◆ **WHAT THE TASK ASKS**:
Which lines to output? The line containing "# test: identify the shadow" and every line after it in the data below, each copied exactly.

◆ **INPUT FOR THIS TASK**:
------------------------
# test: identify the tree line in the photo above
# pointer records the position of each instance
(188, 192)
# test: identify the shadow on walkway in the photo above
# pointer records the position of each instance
------------------------
◆ **RESULT**:
# test: identify the shadow on walkway in the photo above
# pointer records the position of each instance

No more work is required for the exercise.